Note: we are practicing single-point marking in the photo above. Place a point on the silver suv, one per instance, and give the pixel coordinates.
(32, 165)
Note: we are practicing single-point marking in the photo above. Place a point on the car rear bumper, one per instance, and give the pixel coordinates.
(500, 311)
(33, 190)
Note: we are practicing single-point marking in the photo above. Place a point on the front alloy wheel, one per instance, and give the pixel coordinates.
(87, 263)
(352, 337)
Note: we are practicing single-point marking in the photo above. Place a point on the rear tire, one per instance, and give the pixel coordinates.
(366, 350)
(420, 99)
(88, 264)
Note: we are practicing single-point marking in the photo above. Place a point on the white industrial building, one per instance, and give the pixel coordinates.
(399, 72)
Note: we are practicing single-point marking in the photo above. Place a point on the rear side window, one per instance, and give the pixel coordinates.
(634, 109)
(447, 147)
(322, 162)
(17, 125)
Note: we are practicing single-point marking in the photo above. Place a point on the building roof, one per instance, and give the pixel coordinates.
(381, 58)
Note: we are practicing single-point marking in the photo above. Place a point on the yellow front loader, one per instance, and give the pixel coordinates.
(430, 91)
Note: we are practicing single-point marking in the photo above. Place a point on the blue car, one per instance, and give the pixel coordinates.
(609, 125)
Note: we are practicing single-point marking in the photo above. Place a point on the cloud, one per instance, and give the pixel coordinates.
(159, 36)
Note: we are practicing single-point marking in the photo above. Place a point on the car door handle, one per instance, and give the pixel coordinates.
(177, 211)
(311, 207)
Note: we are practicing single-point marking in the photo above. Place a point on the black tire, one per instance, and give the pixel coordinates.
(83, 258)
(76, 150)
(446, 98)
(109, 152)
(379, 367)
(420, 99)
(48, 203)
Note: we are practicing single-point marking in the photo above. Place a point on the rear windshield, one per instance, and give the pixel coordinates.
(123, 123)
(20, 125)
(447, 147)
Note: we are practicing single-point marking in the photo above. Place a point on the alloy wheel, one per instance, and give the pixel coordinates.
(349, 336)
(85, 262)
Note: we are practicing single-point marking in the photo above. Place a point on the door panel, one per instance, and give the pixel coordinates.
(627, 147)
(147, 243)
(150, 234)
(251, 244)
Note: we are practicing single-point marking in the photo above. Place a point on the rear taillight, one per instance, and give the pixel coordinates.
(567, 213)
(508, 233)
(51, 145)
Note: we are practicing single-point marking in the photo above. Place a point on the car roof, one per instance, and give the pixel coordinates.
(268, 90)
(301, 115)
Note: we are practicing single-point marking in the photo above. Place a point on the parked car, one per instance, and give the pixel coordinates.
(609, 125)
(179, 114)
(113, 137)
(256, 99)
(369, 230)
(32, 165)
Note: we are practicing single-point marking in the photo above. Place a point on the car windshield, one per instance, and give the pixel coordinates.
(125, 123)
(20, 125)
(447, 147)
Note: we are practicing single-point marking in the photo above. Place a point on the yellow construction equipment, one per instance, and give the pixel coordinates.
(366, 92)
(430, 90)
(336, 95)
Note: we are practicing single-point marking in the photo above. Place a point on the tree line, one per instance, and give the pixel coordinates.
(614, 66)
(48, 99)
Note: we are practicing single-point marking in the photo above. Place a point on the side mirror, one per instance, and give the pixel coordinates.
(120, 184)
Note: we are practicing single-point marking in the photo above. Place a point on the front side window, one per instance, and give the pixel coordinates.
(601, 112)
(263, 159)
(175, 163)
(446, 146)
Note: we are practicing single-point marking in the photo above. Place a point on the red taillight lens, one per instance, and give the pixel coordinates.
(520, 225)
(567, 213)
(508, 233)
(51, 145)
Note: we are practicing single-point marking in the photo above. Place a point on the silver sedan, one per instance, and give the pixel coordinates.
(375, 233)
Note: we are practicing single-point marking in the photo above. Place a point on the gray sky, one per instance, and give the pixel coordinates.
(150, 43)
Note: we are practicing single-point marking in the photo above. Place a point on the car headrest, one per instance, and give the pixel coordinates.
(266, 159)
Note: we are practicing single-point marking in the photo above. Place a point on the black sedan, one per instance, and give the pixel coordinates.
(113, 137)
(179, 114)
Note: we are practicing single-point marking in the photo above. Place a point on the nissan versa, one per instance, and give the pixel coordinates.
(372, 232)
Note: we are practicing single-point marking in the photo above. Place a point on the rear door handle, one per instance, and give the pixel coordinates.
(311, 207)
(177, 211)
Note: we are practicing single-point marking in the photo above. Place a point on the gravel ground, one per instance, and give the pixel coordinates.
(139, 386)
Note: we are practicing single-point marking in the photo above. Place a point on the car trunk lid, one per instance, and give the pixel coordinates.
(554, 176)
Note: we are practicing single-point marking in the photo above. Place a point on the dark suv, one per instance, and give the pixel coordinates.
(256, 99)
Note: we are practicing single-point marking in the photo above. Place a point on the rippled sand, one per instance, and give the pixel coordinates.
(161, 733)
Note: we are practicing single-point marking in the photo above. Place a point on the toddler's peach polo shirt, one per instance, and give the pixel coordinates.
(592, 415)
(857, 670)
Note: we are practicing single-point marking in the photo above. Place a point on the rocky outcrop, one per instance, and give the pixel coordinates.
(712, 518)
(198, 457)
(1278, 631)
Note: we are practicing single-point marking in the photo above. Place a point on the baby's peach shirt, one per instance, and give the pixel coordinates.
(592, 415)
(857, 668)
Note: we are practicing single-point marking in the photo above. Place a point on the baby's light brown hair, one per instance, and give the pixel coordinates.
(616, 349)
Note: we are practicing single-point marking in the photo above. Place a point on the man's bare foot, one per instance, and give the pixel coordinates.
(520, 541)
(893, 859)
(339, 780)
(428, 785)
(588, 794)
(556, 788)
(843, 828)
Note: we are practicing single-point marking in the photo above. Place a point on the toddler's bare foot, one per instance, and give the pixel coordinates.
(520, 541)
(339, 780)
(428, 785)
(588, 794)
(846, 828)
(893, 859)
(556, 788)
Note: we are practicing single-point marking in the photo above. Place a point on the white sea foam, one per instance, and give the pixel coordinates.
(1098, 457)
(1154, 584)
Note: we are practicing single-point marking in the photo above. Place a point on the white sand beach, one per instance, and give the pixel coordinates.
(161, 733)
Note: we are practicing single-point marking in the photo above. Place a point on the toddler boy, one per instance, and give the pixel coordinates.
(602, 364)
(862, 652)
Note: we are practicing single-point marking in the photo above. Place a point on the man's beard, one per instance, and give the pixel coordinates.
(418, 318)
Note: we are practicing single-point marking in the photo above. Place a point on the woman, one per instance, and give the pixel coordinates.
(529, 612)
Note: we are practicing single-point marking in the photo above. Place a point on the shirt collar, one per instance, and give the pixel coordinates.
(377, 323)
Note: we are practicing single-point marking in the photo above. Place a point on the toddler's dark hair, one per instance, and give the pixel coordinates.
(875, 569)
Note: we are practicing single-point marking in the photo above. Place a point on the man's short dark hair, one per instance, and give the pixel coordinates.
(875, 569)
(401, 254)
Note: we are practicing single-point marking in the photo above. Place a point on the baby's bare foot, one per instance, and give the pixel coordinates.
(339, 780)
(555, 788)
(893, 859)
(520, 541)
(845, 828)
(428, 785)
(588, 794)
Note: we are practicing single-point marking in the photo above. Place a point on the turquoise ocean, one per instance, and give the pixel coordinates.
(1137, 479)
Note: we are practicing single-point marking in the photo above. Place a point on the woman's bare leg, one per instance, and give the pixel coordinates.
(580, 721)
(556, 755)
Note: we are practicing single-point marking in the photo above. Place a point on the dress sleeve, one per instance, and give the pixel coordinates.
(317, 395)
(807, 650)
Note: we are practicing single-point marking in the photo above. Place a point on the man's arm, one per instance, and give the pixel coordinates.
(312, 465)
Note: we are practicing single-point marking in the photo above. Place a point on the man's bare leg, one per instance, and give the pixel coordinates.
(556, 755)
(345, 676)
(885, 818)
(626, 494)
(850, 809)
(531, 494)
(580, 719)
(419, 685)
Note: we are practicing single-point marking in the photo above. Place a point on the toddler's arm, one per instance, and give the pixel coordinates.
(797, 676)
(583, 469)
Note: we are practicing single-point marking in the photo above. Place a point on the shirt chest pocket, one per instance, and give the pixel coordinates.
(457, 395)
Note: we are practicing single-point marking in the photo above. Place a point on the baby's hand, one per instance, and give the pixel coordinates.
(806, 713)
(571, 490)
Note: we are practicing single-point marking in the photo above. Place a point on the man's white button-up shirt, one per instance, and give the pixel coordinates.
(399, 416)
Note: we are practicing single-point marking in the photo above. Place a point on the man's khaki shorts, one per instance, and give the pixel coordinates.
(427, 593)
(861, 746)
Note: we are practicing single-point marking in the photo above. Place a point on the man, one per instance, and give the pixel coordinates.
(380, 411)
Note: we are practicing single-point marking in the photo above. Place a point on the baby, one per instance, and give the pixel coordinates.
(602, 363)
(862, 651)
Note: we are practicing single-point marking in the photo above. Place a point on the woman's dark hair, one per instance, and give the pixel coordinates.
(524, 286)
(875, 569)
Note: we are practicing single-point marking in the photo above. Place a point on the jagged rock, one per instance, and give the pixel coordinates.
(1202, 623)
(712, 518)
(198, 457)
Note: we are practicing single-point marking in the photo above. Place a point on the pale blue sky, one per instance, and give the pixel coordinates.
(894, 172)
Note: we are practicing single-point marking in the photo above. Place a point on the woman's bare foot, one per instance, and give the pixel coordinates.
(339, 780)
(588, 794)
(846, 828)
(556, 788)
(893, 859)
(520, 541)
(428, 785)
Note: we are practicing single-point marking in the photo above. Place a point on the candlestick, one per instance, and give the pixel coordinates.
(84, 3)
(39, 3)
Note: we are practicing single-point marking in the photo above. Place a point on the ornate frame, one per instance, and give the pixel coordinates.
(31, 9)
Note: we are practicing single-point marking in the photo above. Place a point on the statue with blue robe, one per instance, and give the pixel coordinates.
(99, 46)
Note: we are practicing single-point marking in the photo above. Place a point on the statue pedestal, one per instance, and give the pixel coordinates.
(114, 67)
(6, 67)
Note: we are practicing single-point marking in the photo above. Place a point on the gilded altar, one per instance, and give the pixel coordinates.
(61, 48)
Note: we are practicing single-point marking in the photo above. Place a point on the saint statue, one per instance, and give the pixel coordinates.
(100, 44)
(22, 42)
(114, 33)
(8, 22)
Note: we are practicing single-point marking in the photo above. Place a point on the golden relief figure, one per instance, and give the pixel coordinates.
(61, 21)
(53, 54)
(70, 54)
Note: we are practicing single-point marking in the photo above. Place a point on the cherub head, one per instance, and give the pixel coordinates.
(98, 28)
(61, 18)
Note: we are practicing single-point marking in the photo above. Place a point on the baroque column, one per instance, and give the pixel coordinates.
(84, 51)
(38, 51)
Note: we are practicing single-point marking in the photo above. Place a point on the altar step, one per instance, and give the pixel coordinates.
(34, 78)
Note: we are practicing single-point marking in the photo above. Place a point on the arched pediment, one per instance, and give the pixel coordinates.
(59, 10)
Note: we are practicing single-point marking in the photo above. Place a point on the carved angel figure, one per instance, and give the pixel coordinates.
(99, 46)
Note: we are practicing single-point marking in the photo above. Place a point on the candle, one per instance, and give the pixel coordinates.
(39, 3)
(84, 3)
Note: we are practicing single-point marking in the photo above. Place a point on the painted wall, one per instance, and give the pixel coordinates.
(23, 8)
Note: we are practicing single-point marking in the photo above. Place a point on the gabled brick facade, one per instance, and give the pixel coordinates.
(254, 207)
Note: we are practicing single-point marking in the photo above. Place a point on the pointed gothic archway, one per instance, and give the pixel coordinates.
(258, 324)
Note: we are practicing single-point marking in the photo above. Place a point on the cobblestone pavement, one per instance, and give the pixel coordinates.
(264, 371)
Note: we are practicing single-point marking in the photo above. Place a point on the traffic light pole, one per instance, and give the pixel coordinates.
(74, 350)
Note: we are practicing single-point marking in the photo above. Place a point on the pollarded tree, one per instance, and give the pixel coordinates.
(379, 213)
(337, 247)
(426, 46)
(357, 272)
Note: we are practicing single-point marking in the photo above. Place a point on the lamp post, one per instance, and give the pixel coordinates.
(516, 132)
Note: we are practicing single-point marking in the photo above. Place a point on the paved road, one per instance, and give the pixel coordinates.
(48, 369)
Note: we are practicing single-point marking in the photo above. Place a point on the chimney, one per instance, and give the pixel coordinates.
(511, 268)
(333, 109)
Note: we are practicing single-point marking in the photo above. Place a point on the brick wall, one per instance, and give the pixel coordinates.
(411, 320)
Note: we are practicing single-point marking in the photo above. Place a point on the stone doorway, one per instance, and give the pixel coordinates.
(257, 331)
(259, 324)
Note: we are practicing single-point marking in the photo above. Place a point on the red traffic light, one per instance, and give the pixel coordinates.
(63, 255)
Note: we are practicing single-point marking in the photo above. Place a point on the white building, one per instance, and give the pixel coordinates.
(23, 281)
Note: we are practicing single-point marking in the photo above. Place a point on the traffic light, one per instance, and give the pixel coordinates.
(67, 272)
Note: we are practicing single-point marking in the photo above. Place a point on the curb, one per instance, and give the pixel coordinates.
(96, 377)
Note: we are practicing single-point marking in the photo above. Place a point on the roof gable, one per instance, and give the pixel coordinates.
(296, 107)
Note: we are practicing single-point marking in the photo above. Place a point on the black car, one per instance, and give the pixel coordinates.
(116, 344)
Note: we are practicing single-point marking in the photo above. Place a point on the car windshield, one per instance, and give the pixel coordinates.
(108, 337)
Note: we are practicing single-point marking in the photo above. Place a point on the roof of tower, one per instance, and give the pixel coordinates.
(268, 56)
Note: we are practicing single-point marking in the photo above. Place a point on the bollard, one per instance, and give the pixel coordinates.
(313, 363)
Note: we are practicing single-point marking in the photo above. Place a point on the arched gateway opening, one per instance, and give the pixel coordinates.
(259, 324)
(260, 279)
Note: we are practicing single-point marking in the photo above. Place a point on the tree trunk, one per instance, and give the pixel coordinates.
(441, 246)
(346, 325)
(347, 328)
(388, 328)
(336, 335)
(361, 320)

• PROBLEM:
Copy everything from the line containing "the bollard, one" down through the end of the items above, leaving every line unchanged.

• ANSWER TO THIS TASK:
Note: we are practicing single-point marking in the photo above. Place a point on the bollard, one per instance, and give the pixel coordinates.
(313, 363)
Note: we are practicing single-point marking in the photo above. Place a point on the arched gateway opening, one per instance, and give the pixel coordinates.
(259, 324)
(260, 279)
Note: we are practicing single-point marking in the photo above. Place a point on the tree trunk, one per instance, and give the pixel coordinates.
(441, 246)
(346, 325)
(347, 328)
(388, 328)
(336, 335)
(361, 320)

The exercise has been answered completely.